---------- Records provided ----------

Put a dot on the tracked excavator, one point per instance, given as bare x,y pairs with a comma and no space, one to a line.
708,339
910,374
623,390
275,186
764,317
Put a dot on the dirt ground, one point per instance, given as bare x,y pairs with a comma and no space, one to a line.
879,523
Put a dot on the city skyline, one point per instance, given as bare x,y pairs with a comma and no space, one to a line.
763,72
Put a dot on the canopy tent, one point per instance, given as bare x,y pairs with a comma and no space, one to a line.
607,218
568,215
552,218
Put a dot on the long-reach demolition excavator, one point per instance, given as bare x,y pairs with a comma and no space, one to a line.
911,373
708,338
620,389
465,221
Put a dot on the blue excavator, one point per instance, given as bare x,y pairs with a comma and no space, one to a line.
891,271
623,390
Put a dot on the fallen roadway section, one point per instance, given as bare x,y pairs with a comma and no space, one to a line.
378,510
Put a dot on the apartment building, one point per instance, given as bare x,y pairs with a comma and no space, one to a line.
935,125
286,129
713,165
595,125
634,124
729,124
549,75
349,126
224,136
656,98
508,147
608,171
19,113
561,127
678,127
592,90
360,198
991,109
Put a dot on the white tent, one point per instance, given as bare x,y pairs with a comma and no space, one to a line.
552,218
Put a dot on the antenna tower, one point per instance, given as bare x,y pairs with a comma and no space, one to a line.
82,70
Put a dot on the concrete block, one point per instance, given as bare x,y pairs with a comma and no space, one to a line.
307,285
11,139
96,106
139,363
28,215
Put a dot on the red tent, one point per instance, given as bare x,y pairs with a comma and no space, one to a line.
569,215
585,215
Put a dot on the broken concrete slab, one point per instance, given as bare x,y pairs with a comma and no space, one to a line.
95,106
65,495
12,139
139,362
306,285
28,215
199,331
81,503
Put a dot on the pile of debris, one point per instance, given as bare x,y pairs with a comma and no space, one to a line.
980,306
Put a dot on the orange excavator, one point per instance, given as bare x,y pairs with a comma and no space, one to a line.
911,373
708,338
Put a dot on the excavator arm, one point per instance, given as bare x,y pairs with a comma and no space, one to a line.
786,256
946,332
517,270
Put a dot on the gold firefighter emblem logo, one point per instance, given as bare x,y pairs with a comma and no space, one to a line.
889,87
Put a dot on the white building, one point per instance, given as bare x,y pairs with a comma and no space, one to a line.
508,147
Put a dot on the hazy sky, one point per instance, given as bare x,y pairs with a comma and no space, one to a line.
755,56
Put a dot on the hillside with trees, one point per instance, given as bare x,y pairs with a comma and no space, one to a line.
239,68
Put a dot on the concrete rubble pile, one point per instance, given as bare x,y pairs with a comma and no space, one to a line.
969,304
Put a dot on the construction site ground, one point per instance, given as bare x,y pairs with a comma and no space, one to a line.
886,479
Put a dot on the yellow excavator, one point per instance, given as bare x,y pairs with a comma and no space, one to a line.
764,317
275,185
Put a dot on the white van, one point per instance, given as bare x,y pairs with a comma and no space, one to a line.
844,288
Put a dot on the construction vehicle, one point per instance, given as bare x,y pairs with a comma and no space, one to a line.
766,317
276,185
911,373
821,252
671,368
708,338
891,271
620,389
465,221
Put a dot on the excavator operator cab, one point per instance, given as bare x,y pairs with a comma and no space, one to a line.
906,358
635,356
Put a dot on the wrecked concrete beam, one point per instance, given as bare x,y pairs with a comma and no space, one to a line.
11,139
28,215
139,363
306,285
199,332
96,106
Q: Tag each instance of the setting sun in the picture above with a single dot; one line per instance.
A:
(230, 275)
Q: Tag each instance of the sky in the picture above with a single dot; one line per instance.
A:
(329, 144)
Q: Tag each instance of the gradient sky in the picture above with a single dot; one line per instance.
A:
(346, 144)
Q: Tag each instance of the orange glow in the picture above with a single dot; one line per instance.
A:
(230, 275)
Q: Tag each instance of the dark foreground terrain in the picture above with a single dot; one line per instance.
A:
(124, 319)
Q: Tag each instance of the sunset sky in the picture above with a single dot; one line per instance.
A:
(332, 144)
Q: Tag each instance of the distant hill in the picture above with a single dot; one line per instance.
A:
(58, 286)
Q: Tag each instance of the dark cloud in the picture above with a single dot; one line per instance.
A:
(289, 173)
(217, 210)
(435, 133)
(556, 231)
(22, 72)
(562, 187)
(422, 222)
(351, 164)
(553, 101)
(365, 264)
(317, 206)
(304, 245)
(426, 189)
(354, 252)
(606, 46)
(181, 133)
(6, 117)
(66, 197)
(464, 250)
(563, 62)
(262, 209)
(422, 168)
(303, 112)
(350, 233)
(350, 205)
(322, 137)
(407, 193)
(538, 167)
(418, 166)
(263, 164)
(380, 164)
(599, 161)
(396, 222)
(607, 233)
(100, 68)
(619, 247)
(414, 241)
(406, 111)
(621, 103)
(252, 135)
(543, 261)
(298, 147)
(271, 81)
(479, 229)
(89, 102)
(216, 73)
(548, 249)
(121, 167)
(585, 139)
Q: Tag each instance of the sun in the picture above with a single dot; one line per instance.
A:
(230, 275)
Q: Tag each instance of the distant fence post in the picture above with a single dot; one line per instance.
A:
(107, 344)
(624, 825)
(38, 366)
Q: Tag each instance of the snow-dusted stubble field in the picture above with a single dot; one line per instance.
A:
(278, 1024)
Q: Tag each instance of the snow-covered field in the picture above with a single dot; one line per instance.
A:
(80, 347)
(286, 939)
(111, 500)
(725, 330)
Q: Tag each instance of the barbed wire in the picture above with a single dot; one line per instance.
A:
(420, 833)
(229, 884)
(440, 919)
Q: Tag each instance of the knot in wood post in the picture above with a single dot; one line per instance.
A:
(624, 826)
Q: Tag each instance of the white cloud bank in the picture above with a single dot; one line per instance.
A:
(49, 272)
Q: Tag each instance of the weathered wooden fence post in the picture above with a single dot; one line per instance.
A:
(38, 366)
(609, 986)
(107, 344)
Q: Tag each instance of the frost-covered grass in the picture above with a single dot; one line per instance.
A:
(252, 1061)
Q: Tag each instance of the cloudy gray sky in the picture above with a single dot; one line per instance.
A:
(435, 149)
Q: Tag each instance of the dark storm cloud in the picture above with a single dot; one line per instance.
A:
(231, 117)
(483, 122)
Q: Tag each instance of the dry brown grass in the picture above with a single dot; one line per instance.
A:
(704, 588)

----------
---------- Records provided ----------

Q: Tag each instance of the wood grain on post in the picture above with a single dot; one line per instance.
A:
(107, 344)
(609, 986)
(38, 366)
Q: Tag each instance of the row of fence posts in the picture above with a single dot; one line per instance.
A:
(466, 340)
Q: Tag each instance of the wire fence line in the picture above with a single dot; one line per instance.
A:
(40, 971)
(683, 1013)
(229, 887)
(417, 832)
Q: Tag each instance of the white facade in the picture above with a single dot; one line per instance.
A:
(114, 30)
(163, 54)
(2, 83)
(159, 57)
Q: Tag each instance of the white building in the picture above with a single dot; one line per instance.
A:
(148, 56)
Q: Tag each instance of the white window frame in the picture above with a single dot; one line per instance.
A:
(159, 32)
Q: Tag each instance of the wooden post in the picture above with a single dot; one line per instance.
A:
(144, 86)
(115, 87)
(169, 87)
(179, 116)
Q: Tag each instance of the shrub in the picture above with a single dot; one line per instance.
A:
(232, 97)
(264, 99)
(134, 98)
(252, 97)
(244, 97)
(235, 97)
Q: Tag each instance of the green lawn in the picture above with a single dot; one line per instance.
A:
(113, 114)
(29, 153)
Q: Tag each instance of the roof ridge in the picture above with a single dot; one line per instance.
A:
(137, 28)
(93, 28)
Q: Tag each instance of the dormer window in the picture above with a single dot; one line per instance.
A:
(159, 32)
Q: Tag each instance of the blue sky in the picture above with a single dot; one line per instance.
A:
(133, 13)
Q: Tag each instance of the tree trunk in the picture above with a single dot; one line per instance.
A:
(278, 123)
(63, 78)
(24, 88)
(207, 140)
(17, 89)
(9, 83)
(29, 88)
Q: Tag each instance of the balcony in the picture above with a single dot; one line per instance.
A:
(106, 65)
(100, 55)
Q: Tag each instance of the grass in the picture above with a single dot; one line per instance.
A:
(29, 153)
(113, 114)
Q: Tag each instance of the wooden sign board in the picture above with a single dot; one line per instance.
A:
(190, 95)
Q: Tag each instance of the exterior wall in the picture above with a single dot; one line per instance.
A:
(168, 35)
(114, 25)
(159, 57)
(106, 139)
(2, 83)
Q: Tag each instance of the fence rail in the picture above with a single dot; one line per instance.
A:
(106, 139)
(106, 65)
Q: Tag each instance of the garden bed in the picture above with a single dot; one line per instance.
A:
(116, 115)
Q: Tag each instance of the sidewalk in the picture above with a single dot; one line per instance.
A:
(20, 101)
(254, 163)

----------

→ Exercise aim: The answer should be only a number: the count of lines in the listing above that contain the word "window".

→ Output: 2